=== The problem ===
In the review of Venus, could you give the part starting at "It’s tempting to" and ending at "over a decade." again, with "Maurice" renamed "Morris"?
# START OF Passage
What we thought of it:

Making a movie about growing old is always a risky business. It’s easy to slip into either broad farce or sentimentality, unconsciously neutralising this most uncomfortable of subjects. It takes a team like director Roger Michell and writer Hanif Kureishi to not only confront the topic of age head-on, but to add an even more uncomfortable aspect to the mix – sexual desire.

Michell, who is perhaps best known for Notting Hill, is no stranger to such stories. His last film with Kureishi, The Mother, explored a passionate love affair between a much younger man and a much older women. But, as tempting as comparisons are, Venus is a very different film. Where his earlier film is all physical passion and desperation, Kureishi’s latest film is a bittersweet love story, more about unrequited desires than any physical consummation.

It’s tempting to pigeonhole Venus as the story of a dirty old man, and that is certainly one way to read the film. But even the most prudish viewers will be hard put to resist the charm and compassion of Peter O’Toole’s performance. As his Maurice gazes at the crass, coltish Jessie, a half a dozen different emotions flit across his face – desire, affection, confusion, grandfatherly protectiveness – all of them jostling for position. It is easily his best performance for over a decade.

But O’Toole’s brilliance would have been lost without a decent foil, provided here by Jodie Whittaker, whose consummate timing and tangible vulnerability belie the fact that this is her first film. She matches O’Toole beat for beat, never once seeming out of her depth. She even outshines the rest of the brilliant veteran cast – geniuses like Leslie Phillips, Vanessa Redgrave and Richard Griffiths – though to be fair their parts are much smaller and written more for comic relief than dramatic significance.
# END OF Passage
# START OF Extracted information
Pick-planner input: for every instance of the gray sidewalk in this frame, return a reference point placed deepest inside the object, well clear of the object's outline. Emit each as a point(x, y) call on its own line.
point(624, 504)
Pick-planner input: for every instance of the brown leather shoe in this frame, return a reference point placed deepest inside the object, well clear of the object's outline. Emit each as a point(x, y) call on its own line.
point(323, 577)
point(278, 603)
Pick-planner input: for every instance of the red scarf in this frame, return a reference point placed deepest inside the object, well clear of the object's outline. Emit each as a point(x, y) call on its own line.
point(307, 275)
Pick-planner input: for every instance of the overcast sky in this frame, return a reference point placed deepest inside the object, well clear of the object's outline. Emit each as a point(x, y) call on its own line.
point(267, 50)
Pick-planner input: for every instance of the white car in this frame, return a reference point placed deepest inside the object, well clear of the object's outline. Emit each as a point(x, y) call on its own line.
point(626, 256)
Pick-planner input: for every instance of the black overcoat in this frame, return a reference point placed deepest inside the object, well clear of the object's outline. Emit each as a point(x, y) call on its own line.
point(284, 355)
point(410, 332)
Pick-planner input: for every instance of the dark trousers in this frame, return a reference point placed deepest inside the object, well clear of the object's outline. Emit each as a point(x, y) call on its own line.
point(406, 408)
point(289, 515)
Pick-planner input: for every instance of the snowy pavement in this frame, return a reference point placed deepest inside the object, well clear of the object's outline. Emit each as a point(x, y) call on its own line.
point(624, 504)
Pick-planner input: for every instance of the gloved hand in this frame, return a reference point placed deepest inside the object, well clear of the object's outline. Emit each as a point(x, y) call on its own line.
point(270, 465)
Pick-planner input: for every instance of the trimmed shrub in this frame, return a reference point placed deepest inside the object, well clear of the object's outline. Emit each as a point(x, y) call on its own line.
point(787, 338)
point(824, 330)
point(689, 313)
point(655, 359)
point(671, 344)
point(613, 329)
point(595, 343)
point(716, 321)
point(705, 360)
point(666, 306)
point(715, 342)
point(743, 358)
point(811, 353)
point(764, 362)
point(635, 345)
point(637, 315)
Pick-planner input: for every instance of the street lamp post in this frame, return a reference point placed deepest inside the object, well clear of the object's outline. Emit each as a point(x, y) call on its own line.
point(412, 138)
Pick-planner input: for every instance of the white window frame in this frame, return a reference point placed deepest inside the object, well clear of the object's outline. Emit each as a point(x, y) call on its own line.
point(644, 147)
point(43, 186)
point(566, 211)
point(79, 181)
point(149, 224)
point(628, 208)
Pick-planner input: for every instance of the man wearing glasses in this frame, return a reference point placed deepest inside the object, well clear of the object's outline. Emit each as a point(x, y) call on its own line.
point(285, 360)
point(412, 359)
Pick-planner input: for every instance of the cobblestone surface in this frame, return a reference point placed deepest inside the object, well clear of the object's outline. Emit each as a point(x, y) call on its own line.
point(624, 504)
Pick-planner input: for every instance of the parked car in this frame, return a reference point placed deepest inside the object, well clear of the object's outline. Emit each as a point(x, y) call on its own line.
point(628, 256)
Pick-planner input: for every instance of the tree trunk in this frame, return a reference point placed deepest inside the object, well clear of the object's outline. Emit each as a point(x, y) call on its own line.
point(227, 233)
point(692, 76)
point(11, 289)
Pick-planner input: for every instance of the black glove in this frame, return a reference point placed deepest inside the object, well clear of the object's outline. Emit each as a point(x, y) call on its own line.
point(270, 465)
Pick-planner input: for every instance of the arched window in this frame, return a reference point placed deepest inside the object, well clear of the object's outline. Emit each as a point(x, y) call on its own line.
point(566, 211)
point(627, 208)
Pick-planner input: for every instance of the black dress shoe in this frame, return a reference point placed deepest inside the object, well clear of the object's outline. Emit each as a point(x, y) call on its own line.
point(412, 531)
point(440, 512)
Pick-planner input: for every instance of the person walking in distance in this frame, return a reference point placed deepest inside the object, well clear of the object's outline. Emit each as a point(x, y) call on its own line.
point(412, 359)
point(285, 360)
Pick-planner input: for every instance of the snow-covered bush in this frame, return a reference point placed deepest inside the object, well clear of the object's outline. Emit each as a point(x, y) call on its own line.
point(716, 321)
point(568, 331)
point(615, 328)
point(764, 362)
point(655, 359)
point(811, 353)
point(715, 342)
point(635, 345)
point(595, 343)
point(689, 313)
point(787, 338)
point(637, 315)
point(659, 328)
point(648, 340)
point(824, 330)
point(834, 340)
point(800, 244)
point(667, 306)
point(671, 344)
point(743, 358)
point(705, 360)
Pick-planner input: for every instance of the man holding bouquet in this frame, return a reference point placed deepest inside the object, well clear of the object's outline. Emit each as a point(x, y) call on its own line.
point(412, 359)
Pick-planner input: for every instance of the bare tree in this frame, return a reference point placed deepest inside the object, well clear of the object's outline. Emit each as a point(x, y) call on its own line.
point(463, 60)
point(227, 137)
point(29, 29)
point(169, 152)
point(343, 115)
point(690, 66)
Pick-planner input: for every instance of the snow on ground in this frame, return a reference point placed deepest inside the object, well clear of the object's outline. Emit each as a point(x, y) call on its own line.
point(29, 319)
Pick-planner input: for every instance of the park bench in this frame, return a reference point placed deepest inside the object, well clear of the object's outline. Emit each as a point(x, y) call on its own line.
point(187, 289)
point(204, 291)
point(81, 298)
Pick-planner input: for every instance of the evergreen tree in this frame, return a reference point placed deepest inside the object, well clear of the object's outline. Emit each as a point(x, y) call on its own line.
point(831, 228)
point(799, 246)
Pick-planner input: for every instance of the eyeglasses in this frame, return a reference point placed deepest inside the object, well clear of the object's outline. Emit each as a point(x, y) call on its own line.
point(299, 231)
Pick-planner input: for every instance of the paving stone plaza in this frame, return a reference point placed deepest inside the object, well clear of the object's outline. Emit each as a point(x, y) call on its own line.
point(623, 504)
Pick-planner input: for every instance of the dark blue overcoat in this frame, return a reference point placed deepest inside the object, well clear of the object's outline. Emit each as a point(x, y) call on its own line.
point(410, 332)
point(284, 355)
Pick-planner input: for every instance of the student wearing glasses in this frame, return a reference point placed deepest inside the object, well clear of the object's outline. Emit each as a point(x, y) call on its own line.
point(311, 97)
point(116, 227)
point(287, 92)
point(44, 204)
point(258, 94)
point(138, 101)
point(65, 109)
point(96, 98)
# END OF Extracted information
=== Solution to this exercise ===
It’s tempting to pigeonhole Venus as the story of a dirty old man, and that is certainly one way to read the film. But even the most prudish viewers will be hard put to resist the charm and compassion of Peter O’Toole’s performance. As his Morris gazes at the crass, coltish Jessie, a half a dozen different emotions flit across his face – desire, affection, confusion, grandfatherly protectiveness – all of them jostling for position. It is easily his best performance for over a decade.